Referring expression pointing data

---+---

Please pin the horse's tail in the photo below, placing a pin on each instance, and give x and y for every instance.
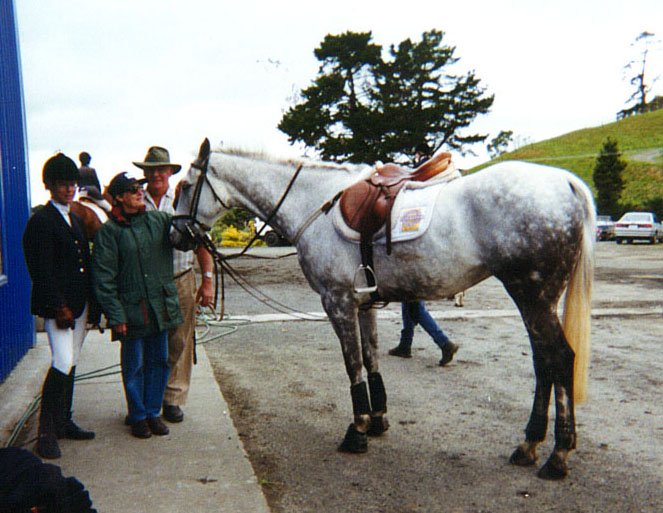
(576, 320)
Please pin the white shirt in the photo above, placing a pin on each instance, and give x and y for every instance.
(182, 260)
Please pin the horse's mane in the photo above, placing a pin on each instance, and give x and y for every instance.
(291, 161)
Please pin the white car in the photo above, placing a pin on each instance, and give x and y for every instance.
(638, 226)
(605, 228)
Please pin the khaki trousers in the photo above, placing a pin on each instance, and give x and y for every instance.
(181, 342)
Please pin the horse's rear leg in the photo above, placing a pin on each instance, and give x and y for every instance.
(378, 394)
(553, 365)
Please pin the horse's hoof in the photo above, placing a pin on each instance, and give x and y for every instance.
(522, 458)
(354, 441)
(378, 426)
(553, 470)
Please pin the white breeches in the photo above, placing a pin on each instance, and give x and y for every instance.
(66, 344)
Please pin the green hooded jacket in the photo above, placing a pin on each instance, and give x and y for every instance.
(132, 274)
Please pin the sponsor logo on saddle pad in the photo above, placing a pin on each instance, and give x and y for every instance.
(411, 219)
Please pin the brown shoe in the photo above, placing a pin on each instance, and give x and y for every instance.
(157, 426)
(448, 352)
(140, 429)
(401, 351)
(172, 413)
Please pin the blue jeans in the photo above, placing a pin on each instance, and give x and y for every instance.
(414, 313)
(145, 374)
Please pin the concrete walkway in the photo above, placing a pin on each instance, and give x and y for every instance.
(200, 466)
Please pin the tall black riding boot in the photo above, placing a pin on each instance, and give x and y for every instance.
(67, 428)
(52, 396)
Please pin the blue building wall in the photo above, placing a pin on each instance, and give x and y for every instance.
(16, 323)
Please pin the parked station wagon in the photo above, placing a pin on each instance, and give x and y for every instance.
(638, 226)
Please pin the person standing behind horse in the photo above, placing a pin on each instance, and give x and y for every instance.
(132, 275)
(88, 175)
(160, 196)
(57, 256)
(414, 312)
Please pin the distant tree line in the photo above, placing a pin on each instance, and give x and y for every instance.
(609, 185)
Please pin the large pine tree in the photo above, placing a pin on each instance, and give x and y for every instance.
(362, 108)
(608, 178)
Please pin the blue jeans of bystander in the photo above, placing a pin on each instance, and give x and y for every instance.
(145, 374)
(414, 313)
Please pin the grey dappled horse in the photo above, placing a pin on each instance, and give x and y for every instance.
(530, 226)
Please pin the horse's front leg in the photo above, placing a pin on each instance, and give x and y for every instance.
(378, 394)
(342, 312)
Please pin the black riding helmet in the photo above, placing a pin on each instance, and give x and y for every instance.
(59, 167)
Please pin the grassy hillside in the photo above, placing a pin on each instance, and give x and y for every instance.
(577, 152)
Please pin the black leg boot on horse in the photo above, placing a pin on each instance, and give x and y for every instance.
(355, 440)
(67, 428)
(52, 398)
(379, 423)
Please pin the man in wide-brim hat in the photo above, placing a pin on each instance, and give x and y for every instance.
(157, 157)
(160, 196)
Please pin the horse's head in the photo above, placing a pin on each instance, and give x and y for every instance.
(199, 203)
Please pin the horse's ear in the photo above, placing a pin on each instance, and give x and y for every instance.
(204, 151)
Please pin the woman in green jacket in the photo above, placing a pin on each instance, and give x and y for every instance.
(132, 275)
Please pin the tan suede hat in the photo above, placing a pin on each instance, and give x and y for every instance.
(157, 156)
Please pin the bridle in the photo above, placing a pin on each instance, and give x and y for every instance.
(197, 231)
(194, 228)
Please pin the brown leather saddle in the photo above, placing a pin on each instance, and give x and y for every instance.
(366, 205)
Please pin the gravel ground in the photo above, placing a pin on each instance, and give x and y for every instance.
(453, 428)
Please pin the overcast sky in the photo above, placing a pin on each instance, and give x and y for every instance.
(113, 78)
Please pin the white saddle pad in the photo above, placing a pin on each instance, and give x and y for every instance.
(410, 216)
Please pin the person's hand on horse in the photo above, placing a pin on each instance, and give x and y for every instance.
(205, 294)
(64, 318)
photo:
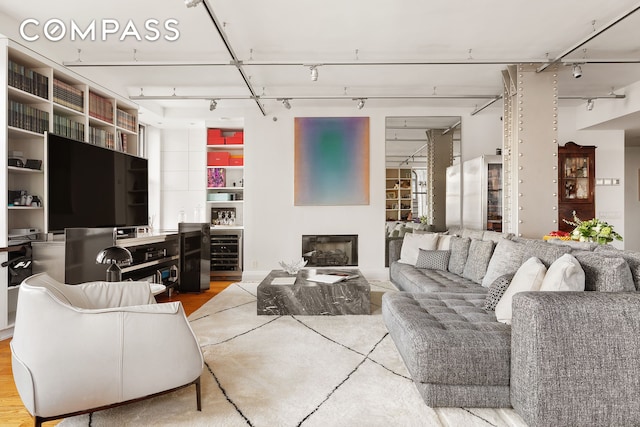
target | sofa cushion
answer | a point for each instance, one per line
(411, 279)
(448, 338)
(545, 252)
(459, 252)
(605, 273)
(565, 274)
(506, 259)
(472, 234)
(436, 260)
(528, 278)
(496, 290)
(495, 235)
(478, 260)
(632, 258)
(412, 243)
(574, 244)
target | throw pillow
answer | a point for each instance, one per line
(605, 273)
(565, 274)
(496, 290)
(412, 243)
(459, 252)
(478, 260)
(434, 260)
(506, 259)
(444, 242)
(529, 277)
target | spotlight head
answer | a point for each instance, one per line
(576, 70)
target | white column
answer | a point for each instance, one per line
(531, 150)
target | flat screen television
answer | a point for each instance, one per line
(93, 186)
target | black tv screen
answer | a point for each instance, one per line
(93, 186)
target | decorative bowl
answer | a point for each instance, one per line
(293, 267)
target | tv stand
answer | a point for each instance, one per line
(156, 257)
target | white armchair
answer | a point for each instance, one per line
(80, 348)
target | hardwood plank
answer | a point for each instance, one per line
(13, 412)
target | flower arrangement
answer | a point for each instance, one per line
(593, 230)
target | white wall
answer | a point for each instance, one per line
(273, 225)
(183, 176)
(610, 161)
(632, 199)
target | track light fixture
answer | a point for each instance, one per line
(314, 73)
(285, 102)
(576, 70)
(192, 3)
(590, 104)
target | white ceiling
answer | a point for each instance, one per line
(277, 40)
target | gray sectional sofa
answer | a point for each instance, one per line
(566, 359)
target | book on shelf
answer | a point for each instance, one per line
(125, 120)
(64, 126)
(27, 80)
(66, 95)
(27, 117)
(100, 108)
(332, 277)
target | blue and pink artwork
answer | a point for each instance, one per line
(331, 161)
(216, 177)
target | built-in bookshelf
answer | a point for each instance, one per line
(27, 80)
(41, 96)
(68, 95)
(126, 120)
(100, 107)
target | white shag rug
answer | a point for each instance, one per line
(268, 371)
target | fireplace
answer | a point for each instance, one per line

---+---

**WORK TO COMPLETE**. From the first line to the last, retype the data exactly, but omit every image.

**PROBLEM SOLUTION**.
Please pin the horse's tail in the photo below, placing a pin on each instance, and give x and y for every instance.
(576, 320)
Please pin the white shirt in the photo above, placing a pin on each instance, and give x and y for every instance.
(182, 260)
Please pin the horse's mane in the photo above, placing a pin on each instance, and give x and y for every instance.
(291, 161)
Please pin the white car in the photo above, placing a pin on each instance, and give x and y for every instance.
(638, 226)
(605, 228)
Please pin the khaki trousers in the photo above, placing a pin on each instance, and give x and y for every instance.
(181, 342)
Please pin the horse's rear leg in the photo above, placing a pin on each instance, and give x and y for every instance.
(378, 394)
(553, 365)
Please pin the horse's hoof in the photo above, placing a pin on each instance, and give x and y for every instance.
(522, 458)
(354, 441)
(378, 426)
(553, 470)
Please pin the white breeches in the photo above, placing a pin on each instance, and give x and y for every instance.
(66, 344)
Please pin the green hooded jacket in the photo above, placing a pin on each instance, and give x and y for every instance.
(132, 274)
Please pin the sponsor logo on saddle pad in the photo above, placing a pin on each instance, and give x and y for every instance.
(411, 219)
Please pin the brown shoe in the photo above, placing a pin on each instance, and give x and y for every instance.
(157, 426)
(448, 352)
(140, 429)
(401, 351)
(172, 413)
Please pin the blue jeans in the photo above, placing a pin on each instance, and give x and y for every instance.
(414, 313)
(145, 374)
Please pin the concrete walkway in the photo above, placing a pin on each instance, and give x and y for every instance.
(200, 466)
Please pin the tall black riding boot in the photo above, placing a pin on each instance, and give x and y for every instance.
(67, 428)
(52, 396)
Please pin the blue building wall in the photo above, placing a pin on each instance, and give x and y for every instance.
(16, 323)
Please pin the parked station wagon in the photo above, placing a pin on each instance, and give x and y for every instance.
(638, 226)
Please pin the person standing behind horse in the photo above, placing a pin on each instance, and give x and y for every instance.
(132, 275)
(88, 175)
(160, 196)
(57, 256)
(414, 312)
Please pin the distant tree line in the photo above, placing a pin on each instance, and give x and y for every instance.
(609, 185)
Please pin the large pine tree in the photo above, placing a pin on each instance, and give x and y for every instance.
(362, 108)
(608, 178)
Please pin the blue jeans of bystander in the photo above, placing a pin on each instance, and give x and y for every instance.
(145, 374)
(414, 313)
Please pin the grey dappled horse in the photo above, placing a pin on each instance, and give x and y for every instance.
(530, 226)
Please pin the horse's front leg in the photo above, placing a pin on each instance, and give x and y for every instance.
(378, 394)
(342, 312)
Please pin the black riding helmet in the photo above, placing a pin on each instance, and give x and y for every instance.
(59, 167)
Please pin the grassy hillside in the photo above, placing a pin on each instance, and give x and y for every instance.
(577, 152)
Please pin the black leg boot on horse in the photo above, placing a pin on each instance, and give x and y for every instance.
(355, 440)
(67, 428)
(52, 398)
(379, 423)
Please pin the man in wide-brim hat in the photo above, placing a pin on each instance, and give x and y for every instance.
(157, 157)
(160, 196)
Please pin the horse's head in the photo above, placing a pin on each instance, and give x and y for every instance.
(199, 203)
Please pin the horse's ear in the photo above, placing a pin on each instance, and give x and y for every instance.
(204, 151)
Please pin the woman in green jacket in the photo above, placing a pin on each instance, and give x and y for every instance.
(132, 275)
Please pin the tan suede hat in the photo above, placing a pin on each instance, and give x and y for every instance.
(157, 156)
Please pin the bridle in the photo above, placing a pin on each instance, and give x and y for every instance.
(197, 231)
(194, 228)
Please pin the brown leather saddle in the photo above, placing a pin on each instance, and give x and y for every instance.
(366, 205)
Please pin the gravel ground in the photo above, placing a pin on each instance, and give x and y for every instance.
(453, 428)
Please pin the overcast sky in the photo above, placing a pin on each instance, and give x and y for every instance.
(113, 78)
Please pin the white saddle pad in the photo above, placing a pin on each instance, and give x and y for every instance.
(410, 216)
Please pin the person's hand on horse in the photo above, placing a pin on each instance, and give x and y for every instance.
(205, 294)
(64, 318)
photo:
target | sofa cushion
answer | a point for each instance, one per line
(411, 279)
(448, 338)
(545, 252)
(459, 252)
(605, 273)
(565, 274)
(506, 259)
(472, 234)
(436, 260)
(528, 278)
(496, 290)
(495, 235)
(478, 260)
(632, 258)
(412, 243)
(574, 244)
target | throw pillow
answer | a point for each instance, one per line
(605, 273)
(565, 274)
(496, 290)
(412, 243)
(459, 252)
(478, 260)
(434, 260)
(506, 259)
(444, 242)
(529, 277)
target | spotlight head
answer | a point for each instance, one per line
(576, 70)
target | white column
answer | a point for each instance, one per line
(531, 150)
target | flat screen television
answer | a point for each instance, one per line
(93, 186)
target | black tv screen
answer | a point for each instance, one per line
(93, 186)
target | decorative bowl
answer | a point for each instance, one per line
(293, 267)
target | tv stand
answer | a point for each instance, one per line
(156, 257)
target | white armchair
answer | a point for each instance, one per line
(80, 348)
target | hardwood plank
answer | a point for each instance, one per line
(13, 412)
target | flower arrangement
answer | a point for each instance, one per line
(593, 230)
target | white wall
answer | a point for each instance, one per line
(273, 225)
(183, 176)
(610, 161)
(632, 199)
target | track light fixture
answer | a point for each instance, one per line
(314, 73)
(285, 102)
(576, 70)
(192, 3)
(590, 104)
target | white ceiling
answer | a point for each instance, one per line
(277, 40)
target | gray sectional sofa
answer | a point for each instance, one per line
(566, 359)
target | book on shelf
answer | a point for each instance, one per line
(125, 120)
(64, 126)
(27, 80)
(66, 95)
(27, 117)
(100, 108)
(332, 277)
target | blue and pink artwork
answer | a point for each instance, one per line
(331, 161)
(216, 177)
target | built-in bookshelf
answer | a point for each instance, one per line
(27, 80)
(41, 96)
(68, 95)
(126, 120)
(100, 107)
target | white shag rug
answer | a point for each instance, one per line
(268, 371)
target | fireplace
answer | a point for each instance, one per line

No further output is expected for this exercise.